■ **Data section**
- - -

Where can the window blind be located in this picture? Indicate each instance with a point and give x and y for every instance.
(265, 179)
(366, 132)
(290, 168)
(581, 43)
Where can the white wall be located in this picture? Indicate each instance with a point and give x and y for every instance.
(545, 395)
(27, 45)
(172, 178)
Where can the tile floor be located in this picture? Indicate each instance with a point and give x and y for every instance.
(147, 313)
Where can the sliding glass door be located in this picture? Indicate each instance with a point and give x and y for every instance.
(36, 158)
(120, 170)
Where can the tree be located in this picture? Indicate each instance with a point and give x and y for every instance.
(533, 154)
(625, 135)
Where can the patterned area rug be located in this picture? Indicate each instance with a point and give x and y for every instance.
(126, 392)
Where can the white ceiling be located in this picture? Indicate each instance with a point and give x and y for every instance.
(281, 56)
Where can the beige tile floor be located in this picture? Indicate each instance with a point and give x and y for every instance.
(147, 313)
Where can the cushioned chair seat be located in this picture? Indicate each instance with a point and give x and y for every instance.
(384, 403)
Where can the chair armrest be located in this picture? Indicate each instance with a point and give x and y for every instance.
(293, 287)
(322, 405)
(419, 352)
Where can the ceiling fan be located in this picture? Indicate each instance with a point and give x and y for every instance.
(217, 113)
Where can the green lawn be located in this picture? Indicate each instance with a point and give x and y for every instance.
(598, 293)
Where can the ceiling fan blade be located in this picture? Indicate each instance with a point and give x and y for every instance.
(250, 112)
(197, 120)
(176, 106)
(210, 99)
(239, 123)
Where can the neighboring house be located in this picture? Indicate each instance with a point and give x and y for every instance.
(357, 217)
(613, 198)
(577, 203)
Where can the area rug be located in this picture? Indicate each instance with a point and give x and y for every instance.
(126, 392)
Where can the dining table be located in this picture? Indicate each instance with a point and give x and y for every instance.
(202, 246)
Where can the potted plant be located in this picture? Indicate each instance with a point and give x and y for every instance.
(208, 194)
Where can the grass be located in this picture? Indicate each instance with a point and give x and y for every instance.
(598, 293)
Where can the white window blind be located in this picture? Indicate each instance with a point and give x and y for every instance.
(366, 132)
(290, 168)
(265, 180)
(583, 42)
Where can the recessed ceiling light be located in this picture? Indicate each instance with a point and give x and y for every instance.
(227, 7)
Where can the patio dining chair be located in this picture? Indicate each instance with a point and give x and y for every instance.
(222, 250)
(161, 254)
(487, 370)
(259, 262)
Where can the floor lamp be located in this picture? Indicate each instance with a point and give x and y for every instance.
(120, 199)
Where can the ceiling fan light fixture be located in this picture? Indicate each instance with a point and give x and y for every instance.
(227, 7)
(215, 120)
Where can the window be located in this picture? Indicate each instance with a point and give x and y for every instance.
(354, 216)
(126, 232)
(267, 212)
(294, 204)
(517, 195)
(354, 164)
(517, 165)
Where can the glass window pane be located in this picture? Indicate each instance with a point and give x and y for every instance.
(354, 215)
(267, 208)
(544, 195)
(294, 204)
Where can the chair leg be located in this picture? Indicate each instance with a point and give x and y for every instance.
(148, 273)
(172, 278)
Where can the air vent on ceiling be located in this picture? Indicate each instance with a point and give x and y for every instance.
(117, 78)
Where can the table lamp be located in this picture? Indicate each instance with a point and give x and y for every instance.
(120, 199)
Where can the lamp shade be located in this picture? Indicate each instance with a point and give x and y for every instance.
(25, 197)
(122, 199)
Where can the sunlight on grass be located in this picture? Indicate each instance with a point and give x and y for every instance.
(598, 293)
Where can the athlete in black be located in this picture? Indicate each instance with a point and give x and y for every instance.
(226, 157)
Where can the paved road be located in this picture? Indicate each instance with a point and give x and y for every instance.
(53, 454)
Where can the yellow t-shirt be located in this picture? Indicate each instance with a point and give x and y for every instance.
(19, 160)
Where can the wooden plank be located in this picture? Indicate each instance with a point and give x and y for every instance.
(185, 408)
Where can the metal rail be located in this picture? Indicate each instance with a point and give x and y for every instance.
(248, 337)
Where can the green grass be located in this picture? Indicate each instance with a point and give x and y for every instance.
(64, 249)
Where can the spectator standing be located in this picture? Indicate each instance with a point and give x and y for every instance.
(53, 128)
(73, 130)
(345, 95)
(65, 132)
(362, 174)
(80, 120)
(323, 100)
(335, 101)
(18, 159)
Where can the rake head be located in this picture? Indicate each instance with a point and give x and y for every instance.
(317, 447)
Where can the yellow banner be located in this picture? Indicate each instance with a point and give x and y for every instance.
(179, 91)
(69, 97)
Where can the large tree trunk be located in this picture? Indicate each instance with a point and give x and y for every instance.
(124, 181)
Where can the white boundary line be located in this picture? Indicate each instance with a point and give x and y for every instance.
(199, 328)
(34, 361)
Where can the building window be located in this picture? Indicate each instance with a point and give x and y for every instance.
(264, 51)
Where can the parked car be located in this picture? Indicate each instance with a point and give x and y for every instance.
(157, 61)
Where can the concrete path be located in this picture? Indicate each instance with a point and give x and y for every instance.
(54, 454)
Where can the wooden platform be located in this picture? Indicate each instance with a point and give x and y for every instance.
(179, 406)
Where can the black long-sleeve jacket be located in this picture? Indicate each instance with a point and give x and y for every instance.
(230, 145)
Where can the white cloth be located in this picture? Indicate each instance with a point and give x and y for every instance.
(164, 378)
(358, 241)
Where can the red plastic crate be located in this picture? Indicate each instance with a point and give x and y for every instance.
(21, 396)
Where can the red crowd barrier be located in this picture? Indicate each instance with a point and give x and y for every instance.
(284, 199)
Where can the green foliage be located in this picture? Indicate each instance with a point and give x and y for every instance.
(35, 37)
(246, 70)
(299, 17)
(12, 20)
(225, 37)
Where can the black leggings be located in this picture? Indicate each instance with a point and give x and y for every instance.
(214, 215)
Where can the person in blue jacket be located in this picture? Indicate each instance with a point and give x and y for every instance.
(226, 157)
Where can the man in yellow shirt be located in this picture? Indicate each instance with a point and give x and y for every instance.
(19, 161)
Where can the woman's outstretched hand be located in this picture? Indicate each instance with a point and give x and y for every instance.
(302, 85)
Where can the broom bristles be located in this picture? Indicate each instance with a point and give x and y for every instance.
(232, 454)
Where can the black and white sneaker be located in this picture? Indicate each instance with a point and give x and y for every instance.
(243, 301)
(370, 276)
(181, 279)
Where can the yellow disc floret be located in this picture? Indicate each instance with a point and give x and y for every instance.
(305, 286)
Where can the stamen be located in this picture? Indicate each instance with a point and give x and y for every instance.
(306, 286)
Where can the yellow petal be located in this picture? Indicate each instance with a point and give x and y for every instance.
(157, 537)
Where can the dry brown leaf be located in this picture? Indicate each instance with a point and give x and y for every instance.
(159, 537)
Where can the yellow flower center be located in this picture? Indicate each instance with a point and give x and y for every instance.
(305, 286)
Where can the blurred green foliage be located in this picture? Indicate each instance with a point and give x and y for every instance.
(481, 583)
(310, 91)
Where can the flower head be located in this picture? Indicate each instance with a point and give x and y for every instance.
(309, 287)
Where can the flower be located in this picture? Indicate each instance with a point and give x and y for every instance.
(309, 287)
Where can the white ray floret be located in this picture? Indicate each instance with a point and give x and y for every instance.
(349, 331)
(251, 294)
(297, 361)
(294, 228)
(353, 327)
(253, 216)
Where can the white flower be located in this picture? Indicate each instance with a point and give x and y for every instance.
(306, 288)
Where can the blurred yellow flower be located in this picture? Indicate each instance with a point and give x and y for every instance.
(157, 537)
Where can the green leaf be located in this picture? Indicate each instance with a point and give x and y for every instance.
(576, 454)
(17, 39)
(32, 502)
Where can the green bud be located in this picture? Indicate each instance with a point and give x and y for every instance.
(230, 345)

- - -

■ **Problem to solve**
Would you retype the lines of the data above, from the one holding "Where can the white ray" through its final line, exactly and without adding any other line?

■ **Written response**
Where can the white ray floret be located in this picture? Indicate each instance with a point and give x and y for every instance.
(349, 331)
(251, 294)
(297, 361)
(294, 228)
(353, 327)
(253, 216)
Where can the white flower be located in this picture? Indicate each instance with a point and give x and y for every instance.
(306, 288)
Where can the blurred yellow flower be located in this picture? Indicate each instance with a point and give x and y for every instance.
(157, 537)
Where can the green leaf be located in this picture? Indicate each instance with a point and give x and y for every instance.
(576, 454)
(17, 39)
(32, 502)
Where can the green bud be located in this picture? Indicate each instance with a point and give x and y for every instance.
(230, 345)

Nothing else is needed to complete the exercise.